→ Source passage:
:::
Mr. Trump seems incapable of processing new information or learning from mistakes. Instead, he did what he always does: reject inconvenient data in favor of a story in which he is the hero. In the president’s view, increases in the official death toll cannot possibly stem from a more comprehensive analysis. They must stem from yet another conspiracy by his political enemies. The 3,000 lives lost, in other words, are all about him.

Democrats don’t need to lift a finger to make him look bad. He is managing that all on his own.

Here’s Van Newkirk’s take at The Atlantic:

I’ve talked to people in Puerto Rico who lost loved ones during Hurricane Maria. I’ve interviewed whole extended families struggling to locate one another and fearing for the worst, clinging to sporadic WhatsApp updates and making daily pilgrimages across the island to tiny archipelagos of cellphone service. I’ve heard stories of cousins who disappeared and people in nursing homes or on dialysis for whom the shock of the storm and the attrition of life without electricity proved deadly. I talked to doctors who were overwhelmed with critical and dying patients, and who soldiered on through darkness. There are pictures in the papers of the deceased, and as I’ve written about here, a slew of studies has attempted to capture just how many people did die. The exact number has been in contention, and no amount of exactness can quantify the exact scale of human loss. But what researchers, the Puerto Rican government, the Puerto Rican people, and people of any level of discernment agree on is that the number is large, and the scale is truly tragic.
:::
→ Recorded data:
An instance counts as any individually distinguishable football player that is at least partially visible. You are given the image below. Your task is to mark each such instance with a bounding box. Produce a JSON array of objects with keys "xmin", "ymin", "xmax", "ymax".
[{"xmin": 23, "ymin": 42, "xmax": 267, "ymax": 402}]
:::
→ Things to do:
**1.** In the Hurricane Maria passage, what does the president think increases in the official death toll must stem from?
**2.** Retype the Hurricane Maria passage between "Mr. Trump seems" and "on his own.", inclusive.

→ Task answers:
**1.** Yet another conspiracy by his political enemies.

**2.**
Mr. Trump seems incapable of processing new information or learning from mistakes. Instead, he did what he always does: reject inconvenient data in favor of a story in which he is the hero. In the president’s view, increases in the official death toll cannot possibly stem from a more comprehensive analysis. They must stem from yet another conspiracy by his political enemies. The 3,000 lives lost, in other words, are all about him.

Democrats don’t need to lift a finger to make him look bad. He is managing that all on his own.